◆ **Tarefas**:
[1] Liste todos os lugares geográficos citados no texto sobre refugiados no Brasil.
[2] Substitua "consulado" por "escritório consular" no texto sobre refugiados no Brasil e reescreva o trecho entre "Antes mesmo de" e "morando na época.", inclusive.
[3] Continue o texto sobre refugiados no Brasil a partir do ponto em que ele termina.

◆ **Trecho do documento**:
▬▬▬▬▬▬▬▬▬▬

Uma rede de instituições de Ensino Superior no Brasil está apoiando a abordagem de boas-vindas do governo aos refugiados ao revalidar suas qualificações, permitindo que eles reconstruam suas vidas acadêmicas e profissionais.
Antes mesmo de aterrissar no Rio de Janeiro, o refugiado sírio Anas teve um gostinho da recepção calorosa que receberia em seu novo lar, cortesia da funcionária que emitiu seu visto humanitário no consulado em Istambul, onde ele estava morando na época.
“Eu lhe agradeci muito e ela disse: ‘Você não precisa me agradecer. Não estou lhe fazendo um favor. Esse é um direito seu’”, lembrou Anas. “Eu não tinha nenhuma ligação com o Brasil. Mas o fato de ter tido essa experiência positiva me fez querer me esforçar mais [para que a mudança fosse um sucesso].”
Ao aterrissar no Rio em 2015, suas primeiras impressões positivas continuaram, apesar de não conhecer ninguém ou falar uma palavra em português. “Quando cheguei aqui, todo mundo foi muito acolhedor”, disse ele. “Muitas pessoas estavam tentando falar árabe comigo, com o pouco que sabiam, como ‘ahlan wa sahlan’ (bem-vindo).”

▬▬▬▬▬▬▬▬▬▬

◆ **Seção de dados**:
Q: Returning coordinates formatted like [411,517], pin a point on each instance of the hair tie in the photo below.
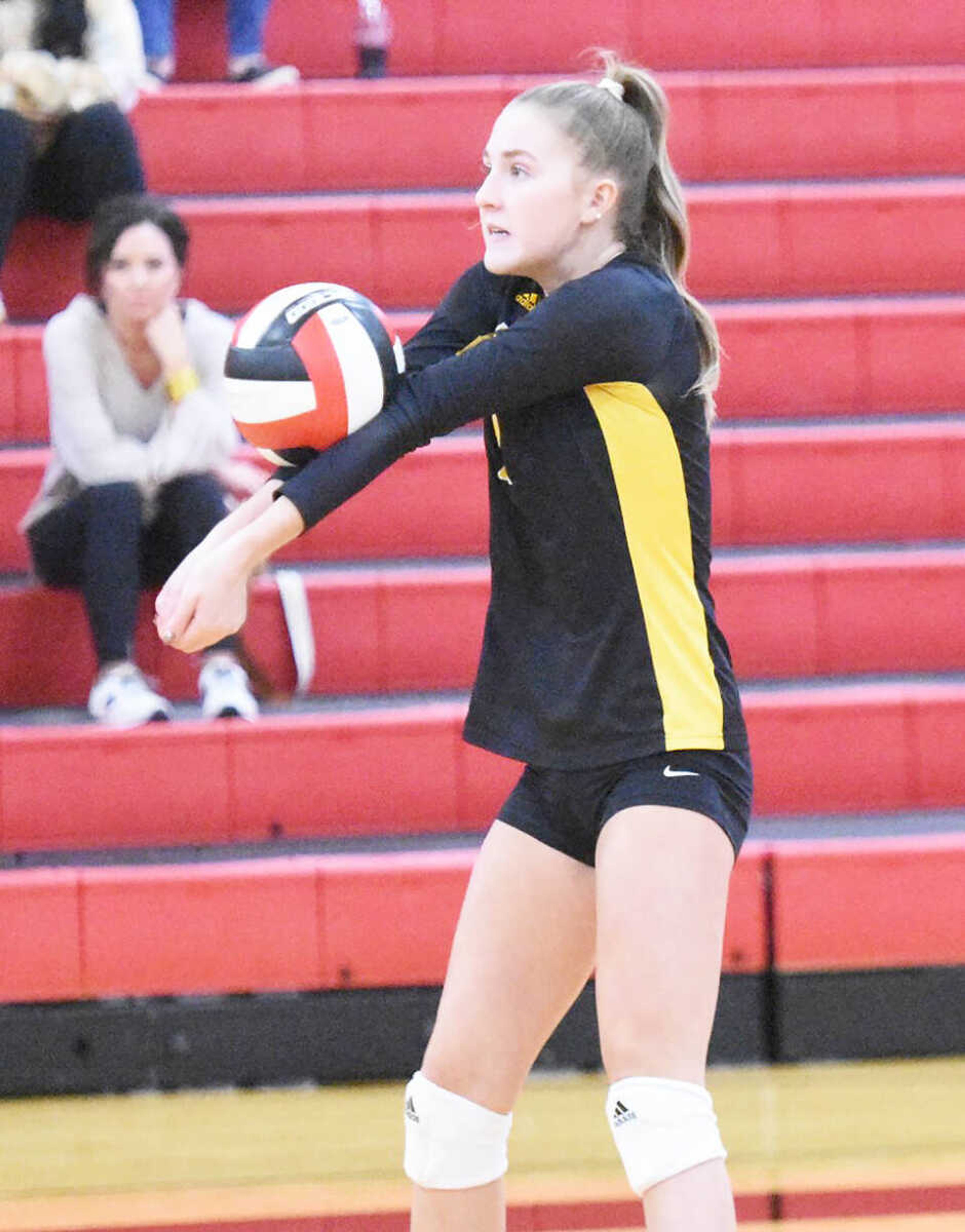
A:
[612,87]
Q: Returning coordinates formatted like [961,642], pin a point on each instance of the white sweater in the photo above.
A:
[107,427]
[113,66]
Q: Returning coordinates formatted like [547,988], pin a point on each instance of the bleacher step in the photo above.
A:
[750,241]
[365,771]
[412,132]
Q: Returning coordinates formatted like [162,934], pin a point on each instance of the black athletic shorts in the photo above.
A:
[569,809]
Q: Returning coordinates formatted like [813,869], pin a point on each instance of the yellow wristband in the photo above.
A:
[183,383]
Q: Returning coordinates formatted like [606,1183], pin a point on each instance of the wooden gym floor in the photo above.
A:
[862,1148]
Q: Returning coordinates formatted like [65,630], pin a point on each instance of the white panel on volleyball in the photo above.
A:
[264,402]
[362,369]
[268,310]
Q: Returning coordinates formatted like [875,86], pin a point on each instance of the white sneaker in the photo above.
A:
[226,690]
[122,698]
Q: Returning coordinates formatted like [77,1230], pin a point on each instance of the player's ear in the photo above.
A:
[603,200]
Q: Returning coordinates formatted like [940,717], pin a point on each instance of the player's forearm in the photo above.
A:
[269,532]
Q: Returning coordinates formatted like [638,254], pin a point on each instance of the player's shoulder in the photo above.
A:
[497,293]
[200,317]
[630,280]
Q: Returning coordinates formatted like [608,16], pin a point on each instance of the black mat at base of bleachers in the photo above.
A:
[855,1014]
[84,1048]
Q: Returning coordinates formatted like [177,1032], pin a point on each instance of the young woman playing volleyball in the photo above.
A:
[602,668]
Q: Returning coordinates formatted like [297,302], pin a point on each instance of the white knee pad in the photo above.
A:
[452,1143]
[661,1128]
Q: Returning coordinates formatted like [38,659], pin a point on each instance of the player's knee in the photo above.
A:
[450,1141]
[662,1128]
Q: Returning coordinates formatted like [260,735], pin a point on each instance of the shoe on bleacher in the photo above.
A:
[262,76]
[122,698]
[226,690]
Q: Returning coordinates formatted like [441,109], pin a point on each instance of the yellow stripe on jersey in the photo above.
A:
[650,486]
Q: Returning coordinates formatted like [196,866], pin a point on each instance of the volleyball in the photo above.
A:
[306,366]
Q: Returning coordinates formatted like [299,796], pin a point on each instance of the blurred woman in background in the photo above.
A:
[138,433]
[70,72]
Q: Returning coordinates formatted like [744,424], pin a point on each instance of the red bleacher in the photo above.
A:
[805,615]
[828,193]
[735,126]
[813,359]
[751,241]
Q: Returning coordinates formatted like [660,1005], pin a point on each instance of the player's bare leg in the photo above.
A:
[523,952]
[662,878]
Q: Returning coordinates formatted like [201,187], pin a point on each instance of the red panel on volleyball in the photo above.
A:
[228,928]
[40,927]
[390,921]
[87,788]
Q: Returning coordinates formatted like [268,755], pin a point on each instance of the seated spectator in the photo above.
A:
[68,73]
[247,63]
[138,433]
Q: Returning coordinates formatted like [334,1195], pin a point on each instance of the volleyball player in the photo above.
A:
[602,668]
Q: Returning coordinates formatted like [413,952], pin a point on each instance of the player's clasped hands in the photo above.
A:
[204,600]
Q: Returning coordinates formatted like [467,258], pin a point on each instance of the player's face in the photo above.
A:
[535,201]
[141,278]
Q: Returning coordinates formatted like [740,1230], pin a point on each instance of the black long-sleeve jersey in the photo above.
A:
[601,639]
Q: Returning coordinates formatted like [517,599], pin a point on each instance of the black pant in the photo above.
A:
[93,156]
[100,545]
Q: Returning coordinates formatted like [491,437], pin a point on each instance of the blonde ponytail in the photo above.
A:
[623,129]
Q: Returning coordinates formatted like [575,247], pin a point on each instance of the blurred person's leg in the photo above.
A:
[17,159]
[93,157]
[247,63]
[93,544]
[188,508]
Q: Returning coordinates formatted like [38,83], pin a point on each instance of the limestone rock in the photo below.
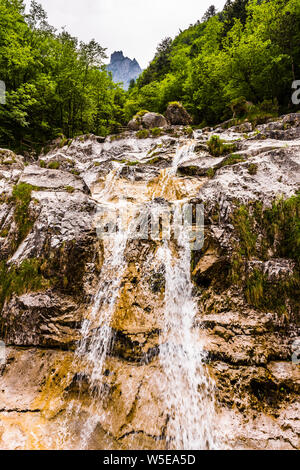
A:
[151,120]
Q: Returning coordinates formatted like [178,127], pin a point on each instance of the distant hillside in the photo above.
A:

▬▬▬▬▬▬▬▬▬▬

◆ **Respostas**:
[1] Brasil; Rio de Janeiro (também citado como Rio); Istambul

[2]
Antes mesmo de aterrissar no Rio de Janeiro, o refugiado sírio Anas teve um gostinho da recepção calorosa que receberia em seu novo lar, cortesia da funcionária que emitiu seu visto humanitário no escritório consular em Istambul, onde ele estava morando na época.

[3]
Anas também ficou grato por ter recebido em sua primeira semana a documentação que lhe dava o direito de trabalhar e estudar no Brasil, mas havia uma incerteza que continuava a pairar sobre ele. O diploma de técnico em engenharia que ele havia se esforçado tanto para concluir dois anos antes não era reconhecido no Brasil, o que o deixava inseguro quanto à possibilidade de seguir seu sonho de se tornar engenheiro.
Assim como Anas, muitas pessoas refugiadas que deixam seus países são forçadas a abandonar não apenas suas casas e bens, mas algo intangível, mas igualmente valioso: suas formações acadêmicas e conhecimentos. As qualificações e a experiência profissional adquiridas ao longo de anos ou até mesmo décadas são muitas vezes invalidadas devido a barreiras linguísticas ou administrativas, limitando aos refugiados a oportunidade de contribuir plenamente para seus países de acolhida.
Incapaz de seguir seu sonho desde o início, Anas teve que encontrar outras opções para ganhar a vida. “Quando saí do meu país, literalmente deixei tudo para trás. Mas uma das coisas que sempre tive foi minha mentalidade de engenheiro. Os engenheiros gostam de encontrar soluções”, disse ele.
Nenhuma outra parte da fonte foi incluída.